--- begin ---

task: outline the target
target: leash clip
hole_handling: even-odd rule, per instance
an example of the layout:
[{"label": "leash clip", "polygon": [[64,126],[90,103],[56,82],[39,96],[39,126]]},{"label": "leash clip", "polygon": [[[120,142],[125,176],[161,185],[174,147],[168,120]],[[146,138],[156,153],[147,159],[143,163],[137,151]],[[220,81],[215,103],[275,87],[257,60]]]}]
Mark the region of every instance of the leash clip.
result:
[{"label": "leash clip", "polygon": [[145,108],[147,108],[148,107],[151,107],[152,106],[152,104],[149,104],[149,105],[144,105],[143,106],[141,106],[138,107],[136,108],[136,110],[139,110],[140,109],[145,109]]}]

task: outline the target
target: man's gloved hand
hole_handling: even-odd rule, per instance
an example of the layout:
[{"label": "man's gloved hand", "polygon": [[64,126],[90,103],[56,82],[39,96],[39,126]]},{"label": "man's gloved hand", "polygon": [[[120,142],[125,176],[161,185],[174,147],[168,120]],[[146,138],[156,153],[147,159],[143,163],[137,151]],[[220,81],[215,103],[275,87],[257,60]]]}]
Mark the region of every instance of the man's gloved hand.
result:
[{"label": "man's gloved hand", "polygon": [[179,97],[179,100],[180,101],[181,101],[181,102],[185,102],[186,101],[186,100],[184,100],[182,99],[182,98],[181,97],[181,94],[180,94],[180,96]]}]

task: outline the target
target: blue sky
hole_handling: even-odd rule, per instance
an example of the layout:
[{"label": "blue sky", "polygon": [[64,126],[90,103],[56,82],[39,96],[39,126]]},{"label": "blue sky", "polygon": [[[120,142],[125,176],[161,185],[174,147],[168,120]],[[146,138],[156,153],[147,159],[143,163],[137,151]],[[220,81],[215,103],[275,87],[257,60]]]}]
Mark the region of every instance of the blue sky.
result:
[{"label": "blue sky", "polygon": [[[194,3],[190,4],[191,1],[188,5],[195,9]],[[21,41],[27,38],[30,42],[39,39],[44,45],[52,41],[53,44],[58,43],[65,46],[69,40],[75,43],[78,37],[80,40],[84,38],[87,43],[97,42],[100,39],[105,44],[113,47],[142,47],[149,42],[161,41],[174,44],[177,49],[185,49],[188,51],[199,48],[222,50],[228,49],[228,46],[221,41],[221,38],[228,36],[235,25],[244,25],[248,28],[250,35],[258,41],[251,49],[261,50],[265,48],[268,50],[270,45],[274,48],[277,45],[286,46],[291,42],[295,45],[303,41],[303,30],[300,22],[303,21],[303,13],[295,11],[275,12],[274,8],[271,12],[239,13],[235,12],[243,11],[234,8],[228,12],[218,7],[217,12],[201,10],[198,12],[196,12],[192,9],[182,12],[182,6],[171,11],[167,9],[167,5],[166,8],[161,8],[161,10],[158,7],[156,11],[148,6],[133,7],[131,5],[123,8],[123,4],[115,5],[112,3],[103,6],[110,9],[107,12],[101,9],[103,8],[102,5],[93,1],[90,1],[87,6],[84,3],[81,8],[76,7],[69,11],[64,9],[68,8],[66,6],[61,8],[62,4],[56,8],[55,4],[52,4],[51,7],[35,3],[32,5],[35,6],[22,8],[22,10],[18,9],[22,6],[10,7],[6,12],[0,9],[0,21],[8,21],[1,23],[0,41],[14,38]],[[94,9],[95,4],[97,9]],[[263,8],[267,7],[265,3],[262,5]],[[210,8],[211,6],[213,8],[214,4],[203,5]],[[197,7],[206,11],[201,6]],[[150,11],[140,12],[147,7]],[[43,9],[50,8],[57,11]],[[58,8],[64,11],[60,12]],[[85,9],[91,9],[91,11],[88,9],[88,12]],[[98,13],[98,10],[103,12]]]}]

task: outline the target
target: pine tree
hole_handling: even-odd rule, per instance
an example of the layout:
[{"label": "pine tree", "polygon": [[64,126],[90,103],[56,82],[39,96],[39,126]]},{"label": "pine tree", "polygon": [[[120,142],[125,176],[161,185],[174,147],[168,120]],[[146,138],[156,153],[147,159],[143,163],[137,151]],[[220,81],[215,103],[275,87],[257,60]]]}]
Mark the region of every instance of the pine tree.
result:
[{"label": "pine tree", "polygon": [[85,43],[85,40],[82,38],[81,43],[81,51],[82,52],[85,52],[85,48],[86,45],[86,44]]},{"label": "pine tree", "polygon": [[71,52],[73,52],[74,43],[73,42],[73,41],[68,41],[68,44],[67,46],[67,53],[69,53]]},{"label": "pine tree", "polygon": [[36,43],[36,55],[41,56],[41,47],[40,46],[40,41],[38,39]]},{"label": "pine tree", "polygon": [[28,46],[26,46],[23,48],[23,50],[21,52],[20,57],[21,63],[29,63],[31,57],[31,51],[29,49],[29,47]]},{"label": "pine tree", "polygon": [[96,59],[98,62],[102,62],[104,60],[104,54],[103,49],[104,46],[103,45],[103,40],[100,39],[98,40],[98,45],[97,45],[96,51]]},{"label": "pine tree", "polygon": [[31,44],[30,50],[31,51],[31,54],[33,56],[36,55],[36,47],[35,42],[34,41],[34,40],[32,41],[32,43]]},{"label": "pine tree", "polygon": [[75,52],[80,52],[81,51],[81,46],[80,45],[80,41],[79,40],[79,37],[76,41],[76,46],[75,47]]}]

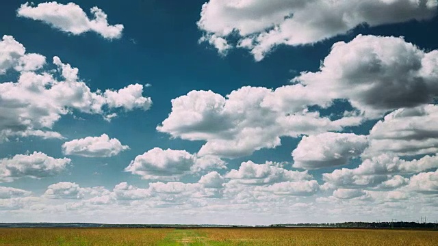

--- end ---

▶ Aim of the exercise:
Gather every line of the records above that contains the string "clip", and copy each of those lines in full.

▶ Written response:
target: leash clip
[{"label": "leash clip", "polygon": [[64,126],[90,103],[56,82],[39,96],[39,126]]},{"label": "leash clip", "polygon": [[[120,142],[125,176],[161,185],[174,147],[168,120]],[[146,138],[156,153],[147,159],[143,163],[137,151]],[[220,81],[215,103],[275,87],[257,60]]]}]
Mark the region of every instance of the leash clip.
[{"label": "leash clip", "polygon": [[145,108],[147,108],[148,107],[151,107],[152,106],[152,104],[149,104],[149,105],[144,105],[143,106],[141,106],[138,107],[136,108],[136,110],[139,110],[140,109],[145,109]]}]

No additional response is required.